-- Begin MATERIAL FOR THIS TASK --
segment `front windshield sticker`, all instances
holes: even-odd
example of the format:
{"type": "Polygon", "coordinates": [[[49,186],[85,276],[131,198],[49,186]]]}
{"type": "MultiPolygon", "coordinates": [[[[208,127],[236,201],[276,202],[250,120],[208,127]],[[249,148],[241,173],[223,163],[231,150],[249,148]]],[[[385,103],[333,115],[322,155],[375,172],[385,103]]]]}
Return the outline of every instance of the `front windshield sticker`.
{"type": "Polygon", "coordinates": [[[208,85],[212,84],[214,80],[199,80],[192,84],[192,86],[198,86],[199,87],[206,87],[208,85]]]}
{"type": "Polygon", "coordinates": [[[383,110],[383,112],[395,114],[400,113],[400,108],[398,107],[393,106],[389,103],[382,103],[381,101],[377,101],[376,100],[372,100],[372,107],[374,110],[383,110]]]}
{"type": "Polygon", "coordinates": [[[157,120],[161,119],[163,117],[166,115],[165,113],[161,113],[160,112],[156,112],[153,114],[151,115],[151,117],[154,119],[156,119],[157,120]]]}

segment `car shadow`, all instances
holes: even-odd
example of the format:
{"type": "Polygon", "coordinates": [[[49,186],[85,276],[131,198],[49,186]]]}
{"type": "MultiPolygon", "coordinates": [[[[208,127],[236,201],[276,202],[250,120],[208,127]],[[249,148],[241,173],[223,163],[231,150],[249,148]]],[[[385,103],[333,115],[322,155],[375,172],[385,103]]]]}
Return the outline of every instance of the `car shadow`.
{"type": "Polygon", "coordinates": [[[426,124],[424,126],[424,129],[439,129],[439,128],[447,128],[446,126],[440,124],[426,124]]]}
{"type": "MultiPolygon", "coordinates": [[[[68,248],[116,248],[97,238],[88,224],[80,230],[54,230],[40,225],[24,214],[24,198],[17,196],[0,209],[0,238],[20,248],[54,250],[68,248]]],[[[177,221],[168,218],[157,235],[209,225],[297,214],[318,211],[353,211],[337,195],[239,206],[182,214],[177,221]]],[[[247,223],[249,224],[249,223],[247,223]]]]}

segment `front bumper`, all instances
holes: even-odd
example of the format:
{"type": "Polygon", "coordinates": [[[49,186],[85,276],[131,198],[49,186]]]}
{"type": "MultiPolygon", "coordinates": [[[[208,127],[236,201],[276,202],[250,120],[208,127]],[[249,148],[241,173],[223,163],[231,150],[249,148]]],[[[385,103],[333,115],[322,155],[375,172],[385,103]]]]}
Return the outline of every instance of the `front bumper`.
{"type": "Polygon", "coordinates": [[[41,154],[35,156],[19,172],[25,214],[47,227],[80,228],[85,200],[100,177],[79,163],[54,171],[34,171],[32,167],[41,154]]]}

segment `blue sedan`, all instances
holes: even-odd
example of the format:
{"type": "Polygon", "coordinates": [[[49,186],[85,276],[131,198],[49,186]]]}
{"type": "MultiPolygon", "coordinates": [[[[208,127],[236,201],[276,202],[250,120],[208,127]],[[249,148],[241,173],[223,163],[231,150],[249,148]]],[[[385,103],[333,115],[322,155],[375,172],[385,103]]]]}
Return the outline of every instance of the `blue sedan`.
-- End MATERIAL FOR THIS TASK --
#### WHAT IS NEEDED:
Identify every line in the data above that contains the word "bumper", and copy each of those lines.

#### ANSWER:
segment `front bumper`, all instances
Return the outline of every instance of the `front bumper`.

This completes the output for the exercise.